** DESCRIPTION OF THE TASK **
Can you repeat the UBI Theatre Leipzig article from "with a twist" to "Perrault's sinister fable.", substituting "dark" for "sinister"?

** SOURCE DOCUMENT **
+--
= UBI Theatre Leipzig =

UBI Theatre Leipzig was a bilingual (English and German) theatre company based in Leipzig (Germany). Established in Birmingham (England) in 2002, it moved to Leipzig in 2005 along with its founder Gareth Knapman. In 2012, German theatre educator and actress Claudia Jessat joined the company and the two of them managed the company together until Knapman's passing in early 2016, after which Jessat assumed the role of the owner. The name of the company was then changed from Ubiquity Theatre Company to UBI Theatre Leipzig. UBI seeks to produce socially conscious theatre projects in both performance and in workshop projects with children, youngsters and adults. UBI follows the British tradition of 'Theatre in Education' and 'Community Theatre', and is influenced by Bertolt Brecht, Keith Johnstone and Augusto Boal in its ideals of using theatre for social gain. Projects used to take place in their Leipzig premises and various local theatres.

== Previous productions ==

=== 1984 by George Orwell (2017) ===
Adapted for the stage and directed by Laura Shann

=== Fairy Tale by Claudia Jessat and the UBI youth Ensemble (2017) ===
A piece of devised theatre by Claudia Jessat and the UBI Youth group. A thriller-esque comment on growing up, peer pressure and group dynamics

=== Alice in Wonderland (2017) ===
A modern take on Alice, performed by a young, mostly female cast,

with a twist on the gender roles of some major characters.

=== In the Jungle by Andrea AA. Rassler ===
Set in a home for vulnerable adults, the play focuses on the daily personal and professional challenges of the home's foster-mother Beth and deals with

how the inhabitants are perceived by the local community.

=== Bluebeard / Blaubart by Ludwig Thiek (2016) ===
UBI Youth performed Thiek's version of Charles Perrault's sinister fable.

=== The Birds by Aristophanes (2015) ===
The UBI Performance Group performed this ancient comedy which follows two friends trying to convince earth's birds to build a city in the sky in German.

=== Variations on Being Alone by Gareth Knapman (2015) ===
At the Rumore in Pace Festival in Italy, UBI Youth performed an anthology of original scenes dealing with the events of World War II and the impact it had Europe.

=== Romeo and Juliet by W. Shakespeare (2015) ===
UBI Youth performed the play in English for their contemporaries.
+--
[Stored entries]
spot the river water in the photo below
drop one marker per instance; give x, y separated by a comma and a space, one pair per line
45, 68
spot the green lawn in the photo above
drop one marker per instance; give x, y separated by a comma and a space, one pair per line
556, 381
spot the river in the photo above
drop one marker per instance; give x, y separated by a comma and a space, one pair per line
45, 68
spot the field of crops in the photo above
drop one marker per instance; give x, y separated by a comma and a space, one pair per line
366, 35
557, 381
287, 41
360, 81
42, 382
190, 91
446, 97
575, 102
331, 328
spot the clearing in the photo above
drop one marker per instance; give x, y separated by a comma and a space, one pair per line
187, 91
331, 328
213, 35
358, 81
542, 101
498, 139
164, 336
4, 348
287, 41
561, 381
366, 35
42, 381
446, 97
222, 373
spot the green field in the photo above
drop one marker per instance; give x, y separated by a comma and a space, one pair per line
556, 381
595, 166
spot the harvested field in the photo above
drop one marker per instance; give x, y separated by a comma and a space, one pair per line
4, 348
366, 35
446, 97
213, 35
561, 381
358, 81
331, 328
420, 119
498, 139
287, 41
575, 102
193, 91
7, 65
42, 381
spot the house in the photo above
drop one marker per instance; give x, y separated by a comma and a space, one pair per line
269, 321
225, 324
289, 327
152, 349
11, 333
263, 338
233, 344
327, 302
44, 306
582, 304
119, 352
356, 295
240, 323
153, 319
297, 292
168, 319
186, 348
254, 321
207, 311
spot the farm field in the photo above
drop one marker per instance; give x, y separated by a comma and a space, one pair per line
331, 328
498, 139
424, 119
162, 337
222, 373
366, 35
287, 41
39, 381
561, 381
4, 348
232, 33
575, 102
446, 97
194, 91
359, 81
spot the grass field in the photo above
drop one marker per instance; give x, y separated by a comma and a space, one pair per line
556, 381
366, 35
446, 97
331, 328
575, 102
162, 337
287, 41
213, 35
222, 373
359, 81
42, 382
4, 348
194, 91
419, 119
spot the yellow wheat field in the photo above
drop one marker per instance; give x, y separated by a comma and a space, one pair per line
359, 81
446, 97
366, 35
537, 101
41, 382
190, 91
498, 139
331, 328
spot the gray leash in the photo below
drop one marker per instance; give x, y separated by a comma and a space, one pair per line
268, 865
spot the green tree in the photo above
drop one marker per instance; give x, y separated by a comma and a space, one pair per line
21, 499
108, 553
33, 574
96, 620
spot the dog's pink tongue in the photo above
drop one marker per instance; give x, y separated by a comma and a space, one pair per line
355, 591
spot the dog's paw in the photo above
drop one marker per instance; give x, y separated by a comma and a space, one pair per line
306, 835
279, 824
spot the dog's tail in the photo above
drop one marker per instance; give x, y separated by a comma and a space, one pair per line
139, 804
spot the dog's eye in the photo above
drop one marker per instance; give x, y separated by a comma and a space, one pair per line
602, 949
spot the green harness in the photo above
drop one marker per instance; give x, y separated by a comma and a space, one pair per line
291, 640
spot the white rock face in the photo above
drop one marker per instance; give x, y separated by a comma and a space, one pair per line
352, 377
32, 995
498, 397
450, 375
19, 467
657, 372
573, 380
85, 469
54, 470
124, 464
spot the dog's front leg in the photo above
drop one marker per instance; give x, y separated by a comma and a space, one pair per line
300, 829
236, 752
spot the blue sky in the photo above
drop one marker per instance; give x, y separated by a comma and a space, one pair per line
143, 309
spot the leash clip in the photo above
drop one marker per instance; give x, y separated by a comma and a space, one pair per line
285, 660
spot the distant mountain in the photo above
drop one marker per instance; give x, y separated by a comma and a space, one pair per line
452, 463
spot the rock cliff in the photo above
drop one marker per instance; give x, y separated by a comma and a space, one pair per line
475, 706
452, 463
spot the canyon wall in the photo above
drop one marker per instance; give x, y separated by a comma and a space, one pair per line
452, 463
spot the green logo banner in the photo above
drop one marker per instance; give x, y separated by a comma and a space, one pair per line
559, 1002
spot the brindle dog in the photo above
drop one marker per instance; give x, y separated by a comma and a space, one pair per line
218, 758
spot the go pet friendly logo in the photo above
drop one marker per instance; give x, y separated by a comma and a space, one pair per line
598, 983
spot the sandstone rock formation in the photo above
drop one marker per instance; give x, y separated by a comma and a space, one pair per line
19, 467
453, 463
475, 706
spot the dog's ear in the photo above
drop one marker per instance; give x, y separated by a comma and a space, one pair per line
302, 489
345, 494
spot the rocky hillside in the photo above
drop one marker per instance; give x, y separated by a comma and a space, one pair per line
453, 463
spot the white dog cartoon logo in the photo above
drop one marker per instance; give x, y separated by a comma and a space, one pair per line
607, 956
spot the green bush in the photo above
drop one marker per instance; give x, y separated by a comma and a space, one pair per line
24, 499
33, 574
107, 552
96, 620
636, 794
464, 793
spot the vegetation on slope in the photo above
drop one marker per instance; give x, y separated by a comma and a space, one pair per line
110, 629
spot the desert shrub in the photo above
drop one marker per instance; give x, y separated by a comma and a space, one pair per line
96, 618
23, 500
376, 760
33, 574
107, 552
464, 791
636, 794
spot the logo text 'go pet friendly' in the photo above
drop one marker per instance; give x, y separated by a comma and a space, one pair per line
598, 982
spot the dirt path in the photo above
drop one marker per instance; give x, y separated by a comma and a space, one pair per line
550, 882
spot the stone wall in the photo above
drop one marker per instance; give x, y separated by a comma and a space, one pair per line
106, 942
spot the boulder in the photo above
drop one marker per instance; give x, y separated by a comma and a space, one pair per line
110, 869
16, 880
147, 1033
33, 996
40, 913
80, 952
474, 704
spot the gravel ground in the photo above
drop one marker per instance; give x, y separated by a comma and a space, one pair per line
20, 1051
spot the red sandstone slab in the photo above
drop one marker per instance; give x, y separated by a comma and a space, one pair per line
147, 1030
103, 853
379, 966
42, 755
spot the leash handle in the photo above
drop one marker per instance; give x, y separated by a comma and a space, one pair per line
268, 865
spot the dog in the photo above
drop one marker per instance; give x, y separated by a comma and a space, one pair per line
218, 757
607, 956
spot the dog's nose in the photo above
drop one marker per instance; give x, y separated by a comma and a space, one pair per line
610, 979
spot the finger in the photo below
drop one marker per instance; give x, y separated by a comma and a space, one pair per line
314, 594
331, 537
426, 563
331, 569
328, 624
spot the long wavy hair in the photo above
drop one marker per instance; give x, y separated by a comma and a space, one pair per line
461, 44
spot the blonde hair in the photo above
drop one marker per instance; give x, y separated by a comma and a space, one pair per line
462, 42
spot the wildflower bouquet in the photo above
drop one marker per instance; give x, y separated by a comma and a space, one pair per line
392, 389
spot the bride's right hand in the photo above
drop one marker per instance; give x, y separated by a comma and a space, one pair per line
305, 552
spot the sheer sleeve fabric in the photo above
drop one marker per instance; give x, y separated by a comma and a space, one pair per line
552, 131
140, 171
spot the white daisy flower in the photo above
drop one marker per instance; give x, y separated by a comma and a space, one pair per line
+--
** WRITTEN ANSWER **
with a twist on the gender roles of some major characters.

=== In the Jungle by Andrea AA. Rassler ===
Set in a home for vulnerable adults, the play focuses on the daily personal and professional challenges of the home's foster-mother Beth and deals with

how the inhabitants are perceived by the local community.

=== Bluebeard / Blaubart by Ludwig Thiek (2016) ===
UBI Youth performed Thiek's version of Charles Perrault's dark fable.